* [Exercise directions]
What's required is a verbatim printout of all the data.

╭─ Materials provided

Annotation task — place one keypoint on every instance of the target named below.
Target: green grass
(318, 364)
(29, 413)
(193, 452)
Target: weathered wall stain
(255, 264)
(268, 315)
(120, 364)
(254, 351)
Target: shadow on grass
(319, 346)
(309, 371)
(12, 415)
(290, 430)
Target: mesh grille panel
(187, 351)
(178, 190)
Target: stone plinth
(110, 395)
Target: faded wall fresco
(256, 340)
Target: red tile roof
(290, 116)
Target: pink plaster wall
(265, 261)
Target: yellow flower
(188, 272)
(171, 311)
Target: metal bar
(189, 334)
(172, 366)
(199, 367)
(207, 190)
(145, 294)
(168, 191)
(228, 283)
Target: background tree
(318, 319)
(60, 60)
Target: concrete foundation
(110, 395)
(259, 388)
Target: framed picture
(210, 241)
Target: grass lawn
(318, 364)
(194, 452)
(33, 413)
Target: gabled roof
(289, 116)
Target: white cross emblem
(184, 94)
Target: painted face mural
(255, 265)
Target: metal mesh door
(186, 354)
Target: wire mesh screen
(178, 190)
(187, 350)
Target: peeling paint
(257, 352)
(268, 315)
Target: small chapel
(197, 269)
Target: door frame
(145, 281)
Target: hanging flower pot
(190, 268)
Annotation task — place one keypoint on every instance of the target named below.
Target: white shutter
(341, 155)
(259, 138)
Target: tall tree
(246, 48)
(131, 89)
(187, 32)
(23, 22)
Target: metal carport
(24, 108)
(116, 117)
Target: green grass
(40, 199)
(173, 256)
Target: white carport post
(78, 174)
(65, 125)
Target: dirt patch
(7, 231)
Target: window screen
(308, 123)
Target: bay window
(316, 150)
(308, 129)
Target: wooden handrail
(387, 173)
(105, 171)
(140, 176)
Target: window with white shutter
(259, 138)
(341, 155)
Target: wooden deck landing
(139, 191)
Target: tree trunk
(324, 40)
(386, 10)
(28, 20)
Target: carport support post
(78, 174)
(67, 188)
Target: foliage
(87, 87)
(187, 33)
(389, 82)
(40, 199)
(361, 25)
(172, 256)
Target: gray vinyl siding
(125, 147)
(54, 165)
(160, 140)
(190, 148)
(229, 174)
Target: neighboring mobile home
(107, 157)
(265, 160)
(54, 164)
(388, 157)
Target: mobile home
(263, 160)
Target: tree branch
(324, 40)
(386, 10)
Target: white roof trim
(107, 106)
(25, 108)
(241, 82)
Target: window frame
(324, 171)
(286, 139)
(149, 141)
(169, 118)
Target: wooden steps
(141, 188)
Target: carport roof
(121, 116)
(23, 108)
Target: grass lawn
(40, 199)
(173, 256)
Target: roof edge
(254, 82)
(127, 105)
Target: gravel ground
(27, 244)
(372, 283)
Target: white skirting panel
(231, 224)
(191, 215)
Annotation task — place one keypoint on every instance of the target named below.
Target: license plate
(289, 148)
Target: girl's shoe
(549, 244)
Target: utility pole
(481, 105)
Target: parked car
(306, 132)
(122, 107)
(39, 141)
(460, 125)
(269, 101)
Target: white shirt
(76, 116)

╰─

* [Solved exercise]
Annotation task — place one keypoint on every instance of the target named below.
Target: green grass
(318, 364)
(29, 413)
(193, 452)
Target: weathered wall stain
(255, 264)
(268, 315)
(120, 364)
(254, 351)
Target: shadow on grass
(319, 346)
(309, 371)
(12, 415)
(290, 430)
Target: mesh grille panel
(187, 351)
(178, 190)
Target: stone plinth
(110, 395)
Target: faded wall fresco
(256, 340)
Target: red tile roof
(290, 116)
Target: pink plaster wall
(265, 261)
Target: yellow flower
(188, 272)
(171, 311)
Target: metal bar
(189, 334)
(172, 366)
(199, 367)
(207, 190)
(145, 294)
(168, 191)
(228, 283)
Target: background tree
(318, 319)
(60, 60)
Target: concrete foundation
(110, 395)
(259, 388)
Target: framed picture
(210, 241)
Target: grass lawn
(318, 364)
(194, 452)
(33, 413)
Target: gabled roof
(289, 116)
Target: white cross emblem
(184, 94)
Target: painted face mural
(255, 265)
Target: metal mesh door
(186, 354)
Target: wire mesh screen
(178, 190)
(187, 350)
Target: peeling paint
(257, 352)
(268, 315)
Target: small chapel
(197, 269)
Target: door frame
(145, 281)
Target: hanging flower pot
(190, 268)
Annotation task — place one keypoint on every instance of the target named below.
Target: white shutter
(341, 155)
(259, 138)
Target: tall tree
(246, 48)
(131, 89)
(187, 32)
(23, 22)
Target: metal carport
(24, 108)
(116, 117)
Target: green grass
(40, 199)
(173, 256)
Target: white carport post
(78, 174)
(65, 125)
Target: dirt patch
(7, 231)
Target: window screen
(308, 123)
Target: bay window
(316, 150)
(308, 129)
Target: wooden handrail
(387, 173)
(105, 171)
(140, 176)
Target: window with white shutter
(259, 138)
(341, 155)
Target: wooden deck landing
(139, 191)
Target: tree trunk
(324, 40)
(386, 10)
(28, 20)
Target: carport support post
(78, 174)
(67, 188)
Target: foliage
(87, 87)
(187, 33)
(389, 82)
(40, 199)
(361, 25)
(172, 256)
Target: gray vinyl siding
(125, 147)
(54, 165)
(160, 140)
(190, 148)
(229, 174)
Target: neighboring mobile home
(107, 157)
(265, 160)
(54, 164)
(388, 157)
Target: mobile home
(263, 160)
Target: tree branch
(324, 40)
(386, 10)
Target: white roof trim
(107, 106)
(25, 108)
(241, 82)
Target: window frame
(324, 171)
(286, 139)
(149, 141)
(169, 118)
Target: wooden steps
(141, 188)
Target: carport roof
(121, 116)
(23, 108)
Target: grass lawn
(40, 199)
(173, 256)
Target: roof edge
(254, 82)
(127, 105)
Target: gravel ground
(27, 244)
(372, 283)
Target: white skirting panel
(231, 224)
(191, 215)
Annotation task — place one keypoint on every instance of the target named below.
Target: license plate
(289, 148)
Target: girl's shoe
(549, 244)
Target: utility pole
(481, 105)
Target: parked car
(306, 132)
(122, 107)
(39, 141)
(460, 125)
(269, 101)
Target: white shirt
(76, 116)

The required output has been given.